- [SHORT PROBLEM]: Show every line in the items below that contains the word "brown". Uppercase and lowercase letters count as different.

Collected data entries
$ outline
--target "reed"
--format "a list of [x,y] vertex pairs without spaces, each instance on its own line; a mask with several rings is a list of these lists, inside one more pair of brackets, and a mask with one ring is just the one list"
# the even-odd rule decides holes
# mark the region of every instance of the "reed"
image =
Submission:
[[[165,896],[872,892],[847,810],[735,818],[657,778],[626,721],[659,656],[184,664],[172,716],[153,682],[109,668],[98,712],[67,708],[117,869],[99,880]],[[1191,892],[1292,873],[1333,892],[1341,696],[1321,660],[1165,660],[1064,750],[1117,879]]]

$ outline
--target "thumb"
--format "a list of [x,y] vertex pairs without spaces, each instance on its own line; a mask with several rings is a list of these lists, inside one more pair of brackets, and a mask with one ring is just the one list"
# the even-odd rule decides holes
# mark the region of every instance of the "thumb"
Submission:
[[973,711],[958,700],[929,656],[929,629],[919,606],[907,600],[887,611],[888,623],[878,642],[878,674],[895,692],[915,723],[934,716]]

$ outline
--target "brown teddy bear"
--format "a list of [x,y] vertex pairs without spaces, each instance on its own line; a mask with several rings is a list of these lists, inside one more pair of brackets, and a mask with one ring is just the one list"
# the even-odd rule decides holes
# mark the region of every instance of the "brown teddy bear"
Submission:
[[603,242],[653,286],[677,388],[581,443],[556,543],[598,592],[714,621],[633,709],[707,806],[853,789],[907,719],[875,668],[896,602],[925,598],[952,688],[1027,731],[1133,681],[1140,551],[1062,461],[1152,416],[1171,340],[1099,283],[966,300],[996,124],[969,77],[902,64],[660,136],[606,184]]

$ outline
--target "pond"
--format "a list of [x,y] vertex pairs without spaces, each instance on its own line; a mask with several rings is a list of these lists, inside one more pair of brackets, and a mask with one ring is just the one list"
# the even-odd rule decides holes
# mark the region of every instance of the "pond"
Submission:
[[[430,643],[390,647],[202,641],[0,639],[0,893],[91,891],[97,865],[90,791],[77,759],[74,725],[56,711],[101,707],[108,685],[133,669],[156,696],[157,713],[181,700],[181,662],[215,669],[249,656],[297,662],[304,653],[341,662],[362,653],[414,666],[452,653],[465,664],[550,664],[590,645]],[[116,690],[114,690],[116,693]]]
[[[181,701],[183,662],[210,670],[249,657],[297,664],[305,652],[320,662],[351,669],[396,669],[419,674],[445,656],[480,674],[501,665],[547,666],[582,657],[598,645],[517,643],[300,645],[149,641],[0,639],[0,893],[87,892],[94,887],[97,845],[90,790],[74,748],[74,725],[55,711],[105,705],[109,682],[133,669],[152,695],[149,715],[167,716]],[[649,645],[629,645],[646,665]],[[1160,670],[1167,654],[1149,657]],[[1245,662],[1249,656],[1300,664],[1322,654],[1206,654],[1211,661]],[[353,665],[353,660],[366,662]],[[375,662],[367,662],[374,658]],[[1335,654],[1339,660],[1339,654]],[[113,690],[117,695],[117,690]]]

- [WRITTEN SOLUTION]:
--target "brown teddy bear"
# mark the region of every instance of the "brown teddy bear"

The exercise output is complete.